(Data records)
------------------------------------------------

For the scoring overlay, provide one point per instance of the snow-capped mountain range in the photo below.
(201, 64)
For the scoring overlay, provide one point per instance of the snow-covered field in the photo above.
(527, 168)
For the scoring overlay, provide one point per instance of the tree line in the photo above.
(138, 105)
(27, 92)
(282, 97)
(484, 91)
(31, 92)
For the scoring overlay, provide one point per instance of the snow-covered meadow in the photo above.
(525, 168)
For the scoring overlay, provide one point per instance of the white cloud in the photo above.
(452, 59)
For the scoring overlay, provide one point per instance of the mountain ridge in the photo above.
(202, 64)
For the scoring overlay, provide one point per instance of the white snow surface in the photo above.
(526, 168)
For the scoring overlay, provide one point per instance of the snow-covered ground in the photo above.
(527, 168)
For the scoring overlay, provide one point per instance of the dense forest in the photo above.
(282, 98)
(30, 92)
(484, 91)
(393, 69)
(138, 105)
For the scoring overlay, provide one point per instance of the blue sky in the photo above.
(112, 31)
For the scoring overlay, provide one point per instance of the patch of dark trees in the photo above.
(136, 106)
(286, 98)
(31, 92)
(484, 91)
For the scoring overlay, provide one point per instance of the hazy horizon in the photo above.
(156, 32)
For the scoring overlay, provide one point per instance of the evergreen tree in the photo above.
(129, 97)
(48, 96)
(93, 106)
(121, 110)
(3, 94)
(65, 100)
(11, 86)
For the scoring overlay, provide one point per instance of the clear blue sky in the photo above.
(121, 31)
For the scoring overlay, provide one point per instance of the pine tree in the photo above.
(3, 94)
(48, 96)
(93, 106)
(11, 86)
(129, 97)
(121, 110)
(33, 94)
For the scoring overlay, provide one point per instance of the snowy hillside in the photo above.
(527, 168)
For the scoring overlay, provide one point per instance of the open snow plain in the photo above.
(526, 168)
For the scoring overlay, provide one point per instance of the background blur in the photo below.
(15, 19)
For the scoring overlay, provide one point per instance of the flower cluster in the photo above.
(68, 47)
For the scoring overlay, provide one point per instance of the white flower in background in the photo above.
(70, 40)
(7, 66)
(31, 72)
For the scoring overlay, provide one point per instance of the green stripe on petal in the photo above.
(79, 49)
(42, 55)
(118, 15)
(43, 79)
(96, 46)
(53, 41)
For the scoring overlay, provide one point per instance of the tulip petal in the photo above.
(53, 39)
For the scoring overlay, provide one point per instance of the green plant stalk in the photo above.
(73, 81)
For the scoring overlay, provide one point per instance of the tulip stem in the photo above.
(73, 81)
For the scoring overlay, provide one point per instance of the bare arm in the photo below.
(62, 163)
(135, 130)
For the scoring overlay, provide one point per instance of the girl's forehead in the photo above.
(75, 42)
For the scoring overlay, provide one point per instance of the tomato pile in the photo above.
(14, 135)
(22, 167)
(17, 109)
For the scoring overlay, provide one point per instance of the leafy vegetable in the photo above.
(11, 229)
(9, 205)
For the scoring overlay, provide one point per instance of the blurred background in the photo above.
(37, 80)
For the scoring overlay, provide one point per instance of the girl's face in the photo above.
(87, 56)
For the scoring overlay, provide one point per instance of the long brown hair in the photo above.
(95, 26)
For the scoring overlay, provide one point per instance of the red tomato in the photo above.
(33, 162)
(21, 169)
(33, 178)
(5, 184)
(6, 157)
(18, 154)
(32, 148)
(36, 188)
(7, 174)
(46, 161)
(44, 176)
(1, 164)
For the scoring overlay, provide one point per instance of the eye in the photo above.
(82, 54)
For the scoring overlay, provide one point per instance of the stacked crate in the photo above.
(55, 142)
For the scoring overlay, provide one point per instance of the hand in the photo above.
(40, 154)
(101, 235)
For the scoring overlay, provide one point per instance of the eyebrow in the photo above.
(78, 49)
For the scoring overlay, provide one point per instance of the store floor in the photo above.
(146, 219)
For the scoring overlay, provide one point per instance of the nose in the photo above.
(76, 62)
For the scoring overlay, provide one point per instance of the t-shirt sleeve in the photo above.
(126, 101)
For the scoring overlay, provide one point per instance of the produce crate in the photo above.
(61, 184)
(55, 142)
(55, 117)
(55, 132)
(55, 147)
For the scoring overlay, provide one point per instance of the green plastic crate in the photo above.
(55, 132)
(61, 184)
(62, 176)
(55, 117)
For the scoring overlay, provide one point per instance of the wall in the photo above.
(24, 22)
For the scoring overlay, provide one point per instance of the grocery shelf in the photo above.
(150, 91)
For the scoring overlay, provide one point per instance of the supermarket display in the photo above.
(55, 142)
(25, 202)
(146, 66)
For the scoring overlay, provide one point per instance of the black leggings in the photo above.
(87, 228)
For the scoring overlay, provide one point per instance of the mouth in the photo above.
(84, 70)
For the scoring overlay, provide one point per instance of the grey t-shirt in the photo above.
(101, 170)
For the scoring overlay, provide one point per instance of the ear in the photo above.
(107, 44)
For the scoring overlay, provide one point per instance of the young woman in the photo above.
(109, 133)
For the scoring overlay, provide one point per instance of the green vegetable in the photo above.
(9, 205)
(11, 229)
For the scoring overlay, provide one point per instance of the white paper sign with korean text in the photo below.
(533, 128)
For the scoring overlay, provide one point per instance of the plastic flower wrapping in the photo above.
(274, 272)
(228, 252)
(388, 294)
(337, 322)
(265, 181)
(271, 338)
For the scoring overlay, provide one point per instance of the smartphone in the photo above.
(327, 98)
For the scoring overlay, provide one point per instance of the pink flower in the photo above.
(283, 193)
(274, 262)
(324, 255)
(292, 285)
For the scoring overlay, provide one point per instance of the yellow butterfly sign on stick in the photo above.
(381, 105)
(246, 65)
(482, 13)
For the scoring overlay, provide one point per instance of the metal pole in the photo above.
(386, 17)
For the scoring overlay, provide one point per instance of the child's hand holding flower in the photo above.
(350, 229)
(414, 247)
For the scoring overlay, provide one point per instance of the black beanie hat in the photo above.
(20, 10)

------------------------------------------------

DIRECTIVE: Copy out every one of the entries above word for word, keeping each line as it appears.

PROBLEM SOLUTION:
For the scoring overlay, provide one point per instance of the snow-capped mountain range in the photo below.
(201, 64)
For the scoring overlay, provide one point per instance of the snow-covered field in the photo above.
(527, 168)
For the scoring overlay, provide one point per instance of the tree line in the photo above.
(138, 105)
(27, 92)
(282, 97)
(484, 91)
(31, 92)
For the scoring overlay, provide one point per instance of the snow-covered meadow in the photo above.
(525, 168)
For the scoring overlay, provide one point per instance of the white cloud in the photo above.
(452, 59)
For the scoring overlay, provide one point per instance of the mountain ridge in the photo above.
(202, 64)
For the scoring overlay, provide one point per instance of the white snow surface in the photo above.
(526, 168)
For the scoring overlay, provide one point per instance of the snow-covered ground in the photo above.
(527, 168)
For the scoring overlay, provide one point per instance of the dense forest in the photo above.
(282, 98)
(30, 92)
(484, 91)
(393, 69)
(138, 105)
For the scoring overlay, provide one point per instance of the blue sky in the photo above.
(112, 31)
For the scoring overlay, provide one point per instance of the patch of dark trees in the photo above.
(136, 106)
(286, 98)
(31, 92)
(484, 91)
For the scoring overlay, provide one point per instance of the hazy horizon in the photo above.
(156, 32)
For the scoring overlay, provide one point per instance of the evergreen tree in the photo above.
(129, 97)
(48, 96)
(93, 106)
(121, 110)
(3, 94)
(65, 100)
(11, 86)
For the scoring overlay, provide one point per instance of the clear blue sky in the photo above.
(121, 31)
For the scoring overlay, provide one point per instance of the pine tree in the photo above.
(3, 94)
(48, 96)
(93, 106)
(11, 86)
(129, 97)
(121, 110)
(33, 94)
For the scoring overlay, provide one point per instance of the snowy hillside in the photo above.
(527, 168)
For the scoring overlay, provide one point per instance of the open snow plain in the photo above.
(526, 168)
For the scoring overlay, provide one point per instance of the background blur in the photo below.
(15, 19)
For the scoring overlay, provide one point per instance of the flower cluster in the photo above.
(68, 47)
For the scoring overlay, provide one point per instance of the white flower in background in the photo above.
(70, 40)
(7, 66)
(31, 72)
For the scoring overlay, provide one point per instance of the green stripe on petal in the photo above.
(79, 49)
(42, 55)
(118, 15)
(43, 79)
(96, 46)
(53, 41)
For the scoring overlay, provide one point per instance of the tulip petal in the photo above.
(53, 39)
For the scoring overlay, provide one point per instance of the green plant stalk in the photo above.
(73, 81)
For the scoring overlay, provide one point per instance of the tulip stem in the photo above.
(73, 81)
For the scoring overlay, provide one point per instance of the bare arm in the photo below.
(62, 163)
(135, 130)
For the scoring overlay, provide one point per instance of the girl's forehead in the photo above.
(75, 42)
For the scoring overlay, provide one point per instance of the tomato pile in the photo above.
(14, 135)
(22, 167)
(17, 109)
For the scoring overlay, provide one point per instance of the leafy vegetable in the photo above.
(11, 229)
(9, 205)
For the scoring overlay, provide one point per instance of the blurred background in the photo above.
(37, 80)
For the scoring overlay, provide one point per instance of the girl's face in the photo above.
(87, 56)
For the scoring overlay, provide one point per instance of the long brown hair in the photo above.
(95, 26)
For the scoring overlay, provide one point per instance of the red tomato in the photo above.
(33, 162)
(21, 169)
(33, 178)
(5, 184)
(6, 157)
(18, 154)
(32, 148)
(36, 188)
(7, 174)
(46, 161)
(44, 176)
(1, 164)
For the scoring overlay, provide one point per instance of the eye in the photo above.
(82, 54)
For the scoring overlay, provide one point per instance of the stacked crate in the photo above.
(55, 142)
For the scoring overlay, provide one point per instance of the hand in the photo above.
(40, 154)
(101, 235)
For the scoring overlay, provide one point per instance of the eyebrow in the photo above.
(78, 49)
For the scoring overlay, provide one point per instance of the store floor in the photo above.
(146, 219)
For the scoring overlay, provide one point per instance of the nose in the photo above.
(76, 62)
For the scoring overlay, provide one point per instance of the t-shirt sleeve in the photo above.
(126, 101)
For the scoring overlay, provide one point per instance of the produce crate in the photo above.
(61, 184)
(55, 142)
(55, 117)
(55, 132)
(55, 147)
For the scoring overlay, provide one point per instance of the green plastic crate in the photo above.
(55, 132)
(61, 184)
(62, 176)
(55, 117)
For the scoring overlay, provide one point per instance of the wall in the photo above.
(24, 22)
For the scoring overlay, provide one point per instance of the grocery shelf in the photo above.
(150, 91)
For the scoring overlay, provide one point per instance of the supermarket display in the photo above.
(55, 142)
(25, 202)
(146, 66)
For the scoring overlay, provide one point per instance of the black leggings in the photo above.
(87, 228)
For the scoring overlay, provide one point per instance of the mouth in the photo above.
(84, 70)
For the scoring overlay, provide one point per instance of the grey t-shirt in the photo above.
(101, 170)
For the scoring overlay, provide one point per instance of the ear in the photo above.
(107, 44)
For the scoring overlay, provide one point per instance of the young woman in the photo above.
(109, 133)
For the scoring overlay, provide one point per instance of the green vegetable in the photo above.
(9, 205)
(11, 229)
For the scoring overlay, provide one point per instance of the white paper sign with korean text in the photo below.
(533, 128)
For the scoring overlay, provide one point per instance of the plastic flower wrapping in the photo above.
(274, 272)
(228, 252)
(388, 294)
(337, 322)
(265, 181)
(271, 338)
For the scoring overlay, provide one point per instance of the smartphone in the photo above.
(327, 98)
For the scoring overlay, provide one point per instance of the pink flower in the photo above.
(283, 193)
(274, 262)
(324, 255)
(292, 285)
For the scoring overlay, provide one point per instance of the yellow butterfly sign on stick in the photo above.
(381, 105)
(246, 65)
(482, 13)
For the scoring overlay, provide one point per instance of the metal pole in the photo above.
(386, 17)
For the scoring overlay, provide one point per instance of the child's hand holding flower in the photo above.
(350, 229)
(414, 247)
For the scoring overlay, provide one point per instance of the black beanie hat in the photo above.
(20, 10)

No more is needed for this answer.